───── Exercise data ─────

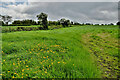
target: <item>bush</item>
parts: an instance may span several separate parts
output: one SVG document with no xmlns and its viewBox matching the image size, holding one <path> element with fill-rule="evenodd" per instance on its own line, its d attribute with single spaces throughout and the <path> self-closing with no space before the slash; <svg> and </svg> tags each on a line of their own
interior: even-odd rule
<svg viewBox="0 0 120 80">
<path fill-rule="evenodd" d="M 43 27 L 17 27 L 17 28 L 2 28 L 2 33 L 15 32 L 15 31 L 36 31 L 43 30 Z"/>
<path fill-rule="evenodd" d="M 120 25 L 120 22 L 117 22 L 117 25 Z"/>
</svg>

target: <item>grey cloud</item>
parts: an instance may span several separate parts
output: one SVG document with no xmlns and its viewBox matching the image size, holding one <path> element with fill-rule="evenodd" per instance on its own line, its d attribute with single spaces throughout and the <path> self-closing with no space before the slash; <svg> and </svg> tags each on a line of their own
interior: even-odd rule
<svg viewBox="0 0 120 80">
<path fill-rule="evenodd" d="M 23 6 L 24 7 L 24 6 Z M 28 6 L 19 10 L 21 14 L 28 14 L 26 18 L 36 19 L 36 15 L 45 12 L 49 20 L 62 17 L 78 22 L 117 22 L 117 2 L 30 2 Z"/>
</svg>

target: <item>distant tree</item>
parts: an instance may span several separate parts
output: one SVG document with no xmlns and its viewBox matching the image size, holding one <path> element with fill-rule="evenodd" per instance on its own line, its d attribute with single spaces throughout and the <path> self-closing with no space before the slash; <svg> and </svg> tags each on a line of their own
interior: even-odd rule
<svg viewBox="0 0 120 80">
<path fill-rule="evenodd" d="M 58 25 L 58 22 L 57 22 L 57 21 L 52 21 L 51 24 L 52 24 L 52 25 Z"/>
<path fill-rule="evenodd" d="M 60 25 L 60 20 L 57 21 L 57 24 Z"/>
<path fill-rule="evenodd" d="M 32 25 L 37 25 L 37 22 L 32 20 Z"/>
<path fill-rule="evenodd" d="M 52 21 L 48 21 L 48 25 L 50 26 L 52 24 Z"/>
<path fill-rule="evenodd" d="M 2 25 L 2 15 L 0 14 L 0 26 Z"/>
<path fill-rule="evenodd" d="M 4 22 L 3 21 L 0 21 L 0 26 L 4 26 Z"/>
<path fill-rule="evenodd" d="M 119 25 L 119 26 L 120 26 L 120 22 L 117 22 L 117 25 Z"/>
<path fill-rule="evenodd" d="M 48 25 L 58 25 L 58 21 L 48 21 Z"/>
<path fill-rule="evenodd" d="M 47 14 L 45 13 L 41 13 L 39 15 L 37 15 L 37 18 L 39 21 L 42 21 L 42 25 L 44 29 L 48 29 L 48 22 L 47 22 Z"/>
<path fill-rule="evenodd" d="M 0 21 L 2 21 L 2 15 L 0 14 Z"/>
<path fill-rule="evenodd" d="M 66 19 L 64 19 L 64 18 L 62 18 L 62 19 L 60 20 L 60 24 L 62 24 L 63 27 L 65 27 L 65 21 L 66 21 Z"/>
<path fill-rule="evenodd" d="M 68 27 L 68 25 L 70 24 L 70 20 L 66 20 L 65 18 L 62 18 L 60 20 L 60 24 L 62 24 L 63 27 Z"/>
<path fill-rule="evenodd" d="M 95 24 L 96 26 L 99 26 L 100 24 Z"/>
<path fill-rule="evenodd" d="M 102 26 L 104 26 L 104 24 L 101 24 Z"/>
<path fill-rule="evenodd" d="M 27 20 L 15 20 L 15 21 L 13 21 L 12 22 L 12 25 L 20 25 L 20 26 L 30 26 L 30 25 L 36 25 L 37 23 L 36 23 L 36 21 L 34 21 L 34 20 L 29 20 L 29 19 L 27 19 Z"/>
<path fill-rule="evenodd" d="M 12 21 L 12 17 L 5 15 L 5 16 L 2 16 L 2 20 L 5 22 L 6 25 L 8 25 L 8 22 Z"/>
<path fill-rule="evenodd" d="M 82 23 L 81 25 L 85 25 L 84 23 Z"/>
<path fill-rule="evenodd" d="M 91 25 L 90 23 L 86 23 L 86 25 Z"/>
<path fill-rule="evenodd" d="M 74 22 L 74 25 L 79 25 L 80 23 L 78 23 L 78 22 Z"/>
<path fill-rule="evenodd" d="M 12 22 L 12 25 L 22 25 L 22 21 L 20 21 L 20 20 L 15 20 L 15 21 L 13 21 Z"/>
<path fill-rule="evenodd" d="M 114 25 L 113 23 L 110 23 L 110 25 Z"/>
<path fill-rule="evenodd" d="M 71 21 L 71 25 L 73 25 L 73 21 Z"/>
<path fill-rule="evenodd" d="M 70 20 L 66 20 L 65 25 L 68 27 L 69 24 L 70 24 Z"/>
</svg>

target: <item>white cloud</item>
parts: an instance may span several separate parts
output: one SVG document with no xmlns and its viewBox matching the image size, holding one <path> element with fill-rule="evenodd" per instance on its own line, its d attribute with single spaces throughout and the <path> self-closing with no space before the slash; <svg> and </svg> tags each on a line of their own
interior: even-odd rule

─────

**Problem details:**
Once you have counted the lines of the data that contain the word "target", please reply with that number alone.

**Written reply:**
4